### Work to do
**a)** In the piece about women in ranching, what inspired the Jordan Motor Car Company's "Somewhere West of Laramie" ad?
**b)** Pick up the piece about women in ranching right after its last sentence and keep writing.

━━━ Given text ━━━

Which is to say that people like Porter who are having a snit because the world cowboy brings to mind statistically normal males, to them, is to say that people like Porter have a problem with reality.  Most males, and females, are normal in their attractions.  Only a very small percentage are not. To recognize that fact is to recognize reality, not to identify some horrific slight.

Which brings us to the male/female part.

 
 The Jordan Motor Car Company's legendary Somewhere West of Laramie advertisement, which was inspired by Jordan actually seeing a mounted female west of Laramie. Somewhere on the campus in Laramie now, such a site would cause faculty members to have a seizure.

Women have been involved in ranching since ranching was involved in ranching. In Christine Porter's view, the word "cowboy" may bring up an all male enterprise, and in reality it is largely male even today, but in reality, like it or not, most physical jobs are male.   That has everything to do with male/female physical morphology and male/female natural psychology.  In the current era, and in particular as amplified by our last President, it may be popular for the over-educated ignorant to believe that there are no differences between men and women, but in reality there most definitely are.  That doesn't matter much in the Overheated Under-thinking Faculty Lounge, but it reality it does.

Which his why that even in an era when the last bastions of all male professions, combat soldiers, have been opened up to women unwisely there are still very few women in those roles.  But we should also be honest, even in those roles, such as even in traditionally female roles, the other gender does fill in and does take a role by necessity on occasion.


In agriculture, there have always been female agriculturalist for a couple of reasons.  For one reason, women in farming goes back to the dawn of farming.  Women in animal husbandry does not seem to go back to animal husbandry antiquity, however, which is likely because almost all agricultural animals are big and dangerous and hence it was a male role.  That's the reality of it.

But the added reality of it is that women married to men who engage in animal husbandry have taken a role in that in modern times also by necessity.  If a person doesn't know that, that's because they just flat out weren't looking.  It's not hard at all to find examples of women and girls herding cattle.  And on any modern operation its not hard at all to find women from their early teens to their late sixties doing the same.  Indeed, at least one very promising Wyoming rancher politician, who was also a woman (gasp!), and who is closely related to our current Governor, had her career cut short in a horse accident.****

Women cowboys were not only something that was known, but something celebrated in literature and art at least as far back as the early 20th Century. There was an entire genera of books based on women ranchers.  Women cowboys were a really common early 20th Century literary and artistic motif.

━━━ Entries shown ━━━

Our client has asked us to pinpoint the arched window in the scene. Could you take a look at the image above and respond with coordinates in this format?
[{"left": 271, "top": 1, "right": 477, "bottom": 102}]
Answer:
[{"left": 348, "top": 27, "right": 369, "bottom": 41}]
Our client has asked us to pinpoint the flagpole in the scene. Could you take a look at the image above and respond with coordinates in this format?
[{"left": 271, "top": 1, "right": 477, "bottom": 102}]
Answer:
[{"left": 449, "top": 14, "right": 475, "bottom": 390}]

━━━
━━━ Entries shown ━━━

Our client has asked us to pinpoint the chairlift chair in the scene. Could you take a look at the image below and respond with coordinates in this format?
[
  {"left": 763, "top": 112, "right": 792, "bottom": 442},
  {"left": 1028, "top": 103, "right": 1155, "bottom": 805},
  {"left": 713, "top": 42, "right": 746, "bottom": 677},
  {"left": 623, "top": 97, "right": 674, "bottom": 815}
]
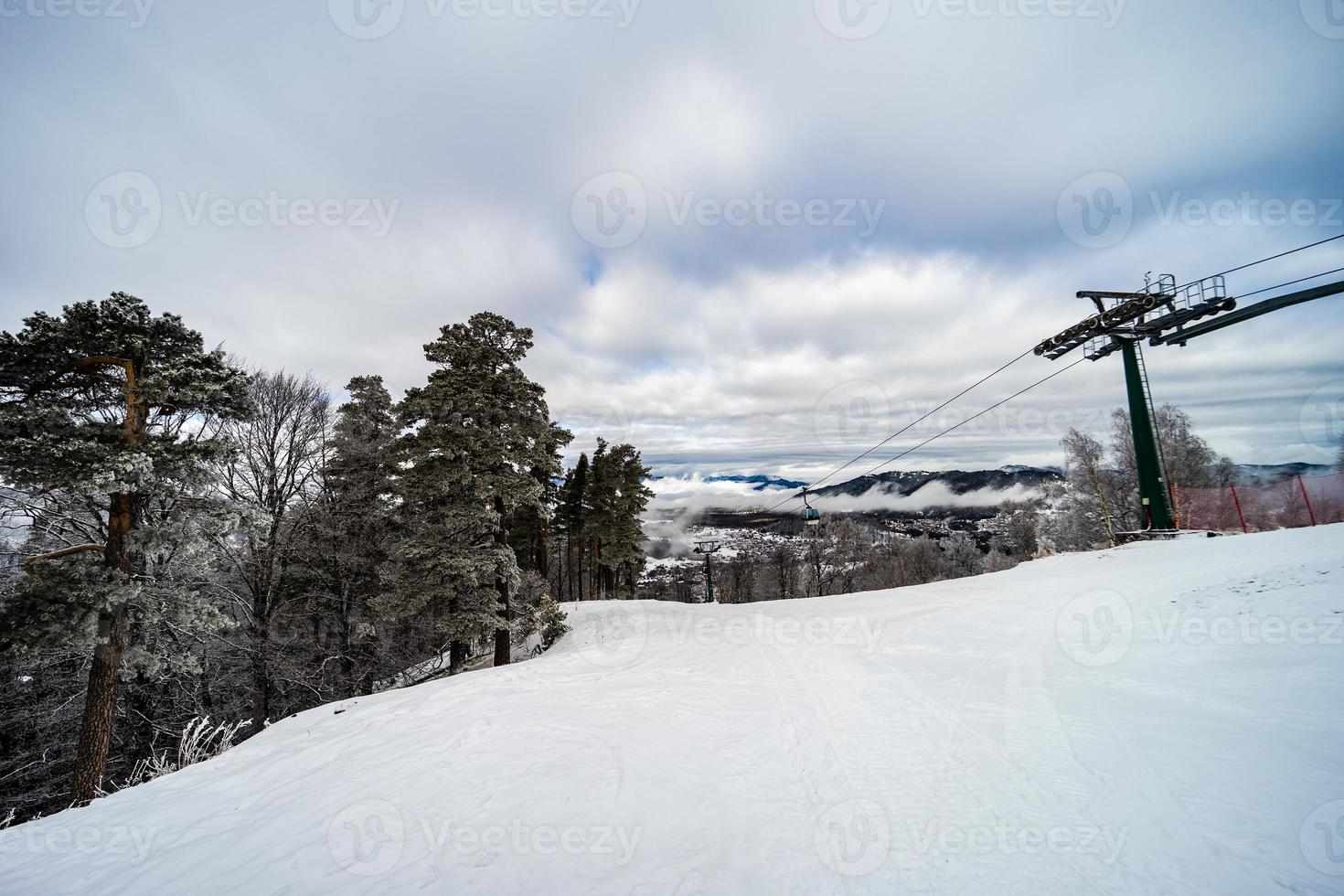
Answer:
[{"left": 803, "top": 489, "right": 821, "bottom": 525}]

━━━

### Outputs for the tasks
**a)** Jordan actually seeing a woman on horseback west of Laramie.

**b)**
 Girl of the Gold West card, which was related to a novel by that name, that became a series of early movies.  The theme of a cow punching female ranching protagonist was a very early one in 20th Century American literature and, quite frankly, the female central character was shown as a lot more natural active than a lot of female centric novels today.  This gal would have been more likely to pistol whip Gray than bother with his fifty dubious shades.

So what does all this tell us?

Well, probably a lot more than most are willing to admit.

Some time ago the Washington Post Columnist/Snot Catherine Rampell posed the question of why Conservatives hate universities.  I started a reply post at that time and then shelved it, but this is an ample demonstration of why that seems to be the case.  Here article started off:
More than ever, higher education has become critical to snagging a stable job, moving up the income ladder and succeeding in the global economy.*****
Yet more than ever, higher education has also become a political football and object of derision.
It isn't that they hate higher education.  It's that higher education is no longer really very educated, in many departments.  Instead, it's become a refuge from reality and indeed from education itself.  It's become an object of political football, and hence derision, as in many instances its a mere expression of politics, and often left wing radical politics, in and of itself, having not very much to do with actual education.

The faculty reacting at the University of Wyoming are showing themselves to be blisteringly ignorant. They are ignorant of history and of nature. And they're so ignorant that, as long as they are on public support, which is what is the case, they will remain so,and in fact be completely useless.

And in fact, they're fitting into an agenda that seeks to really radically reshape the world in contravention to nature, and they find large aspects of nature and history to be intolerable.

Consider, for example, if you are white male, which is the second largest demographic in the United States (right behind white females, the largest American demographic). For some reason, you are basically defined as bad by these people no matter what you have personally done, and simply because  your demographic has been statistically significant for a long time.  Nobody would do that with any other American ethnicity.  Consider Jaime once again:
“Come up with a different slogan that doesn’t evoke some sort of a white guy in a cowboy hat and tight Wrangler jeans and cowboy boots,” Jaime said. “Rather than trying to quote-unquote redefine a word. There are lots of words we can already use that are really positive.”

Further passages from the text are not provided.